* [What is being asked] Transcribe the data. Leave out nothing.

* [Available data]
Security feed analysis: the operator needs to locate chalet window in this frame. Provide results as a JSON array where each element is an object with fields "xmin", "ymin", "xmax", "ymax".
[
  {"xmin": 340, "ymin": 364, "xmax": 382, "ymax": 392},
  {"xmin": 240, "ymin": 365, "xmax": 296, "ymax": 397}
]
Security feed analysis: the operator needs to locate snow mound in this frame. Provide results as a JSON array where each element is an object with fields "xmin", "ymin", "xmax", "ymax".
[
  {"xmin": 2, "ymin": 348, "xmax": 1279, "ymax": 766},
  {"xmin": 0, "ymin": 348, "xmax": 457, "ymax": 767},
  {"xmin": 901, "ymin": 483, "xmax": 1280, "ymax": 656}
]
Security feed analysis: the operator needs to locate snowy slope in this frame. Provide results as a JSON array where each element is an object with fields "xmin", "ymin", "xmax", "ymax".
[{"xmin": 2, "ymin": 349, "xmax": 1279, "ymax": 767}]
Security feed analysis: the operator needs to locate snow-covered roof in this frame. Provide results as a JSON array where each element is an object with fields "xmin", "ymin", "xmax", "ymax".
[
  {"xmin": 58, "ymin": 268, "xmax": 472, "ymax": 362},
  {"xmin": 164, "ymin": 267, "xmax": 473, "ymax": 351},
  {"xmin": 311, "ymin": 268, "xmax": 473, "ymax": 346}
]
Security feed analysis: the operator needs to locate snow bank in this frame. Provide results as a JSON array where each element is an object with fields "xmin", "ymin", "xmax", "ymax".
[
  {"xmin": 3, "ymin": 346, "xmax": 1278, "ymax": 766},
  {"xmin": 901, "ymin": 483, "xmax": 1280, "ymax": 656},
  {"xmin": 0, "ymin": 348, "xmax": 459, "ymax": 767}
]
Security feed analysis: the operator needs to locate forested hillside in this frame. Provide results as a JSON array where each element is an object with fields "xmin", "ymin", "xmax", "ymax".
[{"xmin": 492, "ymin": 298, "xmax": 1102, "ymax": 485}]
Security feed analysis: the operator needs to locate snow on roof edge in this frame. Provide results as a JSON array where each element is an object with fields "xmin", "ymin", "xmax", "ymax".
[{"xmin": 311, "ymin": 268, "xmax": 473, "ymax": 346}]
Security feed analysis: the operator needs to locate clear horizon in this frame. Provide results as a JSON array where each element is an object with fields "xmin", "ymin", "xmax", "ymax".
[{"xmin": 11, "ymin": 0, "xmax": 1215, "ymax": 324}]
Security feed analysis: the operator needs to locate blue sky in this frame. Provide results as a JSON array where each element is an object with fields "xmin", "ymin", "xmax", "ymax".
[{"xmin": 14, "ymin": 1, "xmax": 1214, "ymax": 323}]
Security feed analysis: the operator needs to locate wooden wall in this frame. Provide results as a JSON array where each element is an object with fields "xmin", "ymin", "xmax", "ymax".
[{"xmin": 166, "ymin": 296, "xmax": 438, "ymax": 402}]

* [Output]
Security feed analysis: the operator needs to locate chalet window in this frame. Provide results as a JSON array where each element is an object with fields "xmin", "ymin", "xmax", "ymax".
[
  {"xmin": 340, "ymin": 364, "xmax": 382, "ymax": 392},
  {"xmin": 240, "ymin": 365, "xmax": 296, "ymax": 397}
]
Security feed analysis: the operator needs to locate snow mound in this frame. Provide results as a JSON array where each element is an object with fields "xmin", "ymin", "xmax", "ymax".
[
  {"xmin": 2, "ymin": 348, "xmax": 1279, "ymax": 766},
  {"xmin": 0, "ymin": 348, "xmax": 457, "ymax": 767},
  {"xmin": 901, "ymin": 483, "xmax": 1280, "ymax": 656}
]
Security feed analysis: the operator needs to locate snowy slope in this frame. Provide results as a JSON array where each element is an object with fields "xmin", "ymin", "xmax", "ymax".
[{"xmin": 2, "ymin": 349, "xmax": 1279, "ymax": 767}]
Security feed analysis: the operator needs to locate snow-covered roof in this frame. Provide results as a JSON array where each element is an object with fields "xmin", "ymin", "xmax", "ymax".
[
  {"xmin": 58, "ymin": 268, "xmax": 472, "ymax": 362},
  {"xmin": 164, "ymin": 267, "xmax": 473, "ymax": 351},
  {"xmin": 311, "ymin": 268, "xmax": 473, "ymax": 346}
]
Security feed analysis: the operator needs to locate snow bank in this frame. Provide results as a JSON array where each element is an object with fields "xmin", "ymin", "xmax", "ymax".
[
  {"xmin": 3, "ymin": 346, "xmax": 1278, "ymax": 766},
  {"xmin": 901, "ymin": 483, "xmax": 1280, "ymax": 656},
  {"xmin": 0, "ymin": 348, "xmax": 459, "ymax": 767}
]
Security feed analysis: the operator needs to locate forested hillside in this frame. Provide results as a JSON array where each element is an object with fields "xmin", "ymin", "xmax", "ymax".
[{"xmin": 492, "ymin": 298, "xmax": 1102, "ymax": 485}]
Security feed analysis: the operator needs to locate snow on roof edge in this frame. Provide results as a JSON array where each element is an object with fields "xmin", "ymin", "xmax", "ymax".
[{"xmin": 311, "ymin": 268, "xmax": 473, "ymax": 346}]
Security feed analysis: the operator needs to locate clear horizon in this frame. Provide results as a JSON array where each element is an object with fields "xmin", "ymin", "xmax", "ymax".
[{"xmin": 11, "ymin": 0, "xmax": 1215, "ymax": 324}]
Security feed analysis: the operator needs to locate blue sky in this frame. Provide results as a JSON array where each element is an object with fields "xmin", "ymin", "xmax", "ymax".
[{"xmin": 14, "ymin": 1, "xmax": 1214, "ymax": 323}]
Security feed analysis: the operator needs to locate wooden wall in this frame. Provide results as a JSON array where each element is an object with fields "xmin", "ymin", "xmax", "ymax".
[{"xmin": 166, "ymin": 296, "xmax": 438, "ymax": 402}]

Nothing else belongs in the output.